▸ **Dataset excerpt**
☆ ☆ ☆ ☆ ☆ ☆ ☆

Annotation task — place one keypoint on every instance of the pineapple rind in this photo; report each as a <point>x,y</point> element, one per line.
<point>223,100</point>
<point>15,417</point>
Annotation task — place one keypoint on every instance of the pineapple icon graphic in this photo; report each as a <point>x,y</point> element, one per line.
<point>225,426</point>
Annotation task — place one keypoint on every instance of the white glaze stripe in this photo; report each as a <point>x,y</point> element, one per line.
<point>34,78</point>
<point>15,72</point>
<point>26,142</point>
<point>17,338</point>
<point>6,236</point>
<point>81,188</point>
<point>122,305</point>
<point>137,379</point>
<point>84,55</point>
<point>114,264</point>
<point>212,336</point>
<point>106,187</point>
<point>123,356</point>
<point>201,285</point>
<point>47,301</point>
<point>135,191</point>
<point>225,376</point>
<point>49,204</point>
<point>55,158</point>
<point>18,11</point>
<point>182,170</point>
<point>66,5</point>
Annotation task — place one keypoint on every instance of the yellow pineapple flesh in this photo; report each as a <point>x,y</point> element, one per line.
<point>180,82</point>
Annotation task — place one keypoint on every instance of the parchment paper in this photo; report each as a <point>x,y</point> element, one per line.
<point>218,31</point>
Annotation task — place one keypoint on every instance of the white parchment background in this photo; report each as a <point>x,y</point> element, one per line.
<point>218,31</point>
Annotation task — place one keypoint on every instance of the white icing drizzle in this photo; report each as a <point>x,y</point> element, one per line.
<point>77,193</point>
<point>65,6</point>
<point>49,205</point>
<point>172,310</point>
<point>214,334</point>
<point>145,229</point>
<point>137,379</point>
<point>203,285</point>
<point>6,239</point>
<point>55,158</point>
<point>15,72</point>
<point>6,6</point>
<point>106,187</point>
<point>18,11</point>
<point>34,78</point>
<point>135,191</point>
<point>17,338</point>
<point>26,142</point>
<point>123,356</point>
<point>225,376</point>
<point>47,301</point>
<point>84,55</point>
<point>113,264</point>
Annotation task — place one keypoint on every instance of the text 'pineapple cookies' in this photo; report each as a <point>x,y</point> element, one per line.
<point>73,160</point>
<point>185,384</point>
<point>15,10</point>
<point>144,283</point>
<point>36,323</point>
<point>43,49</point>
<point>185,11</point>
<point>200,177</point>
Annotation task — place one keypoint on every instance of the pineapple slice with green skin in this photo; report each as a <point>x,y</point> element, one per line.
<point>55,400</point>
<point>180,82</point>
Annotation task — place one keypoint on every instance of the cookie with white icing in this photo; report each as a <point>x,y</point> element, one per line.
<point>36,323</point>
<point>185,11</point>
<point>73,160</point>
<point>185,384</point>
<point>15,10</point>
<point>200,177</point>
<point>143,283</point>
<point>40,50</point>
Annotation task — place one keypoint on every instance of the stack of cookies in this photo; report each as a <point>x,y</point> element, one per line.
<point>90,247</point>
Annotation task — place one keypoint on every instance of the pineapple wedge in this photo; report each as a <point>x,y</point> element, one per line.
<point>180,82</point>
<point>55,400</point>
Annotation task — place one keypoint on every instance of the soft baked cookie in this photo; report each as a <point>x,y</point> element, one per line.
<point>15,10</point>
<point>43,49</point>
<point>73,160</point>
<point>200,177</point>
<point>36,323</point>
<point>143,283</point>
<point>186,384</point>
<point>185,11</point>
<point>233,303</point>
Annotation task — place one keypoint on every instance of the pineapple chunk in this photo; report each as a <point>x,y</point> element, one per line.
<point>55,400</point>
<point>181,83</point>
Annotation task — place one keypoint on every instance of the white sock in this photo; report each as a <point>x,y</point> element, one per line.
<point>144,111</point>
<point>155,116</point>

☆ ☆ ☆ ☆ ☆ ☆ ☆

▸ **Exercise task**
Scale the items from the line that contains "the white sock" through the end of the items, both ends included. Copy every line, requests included, unchanged, except multiply each point coordinate in the answers by 1.9 and round it to a whole number, with halves rounded up.

▸ **Result of this task**
Annotation task — place one keypoint on every instance of the white sock in this photo; report each as a <point>x,y</point> element, one per line.
<point>274,211</point>
<point>295,220</point>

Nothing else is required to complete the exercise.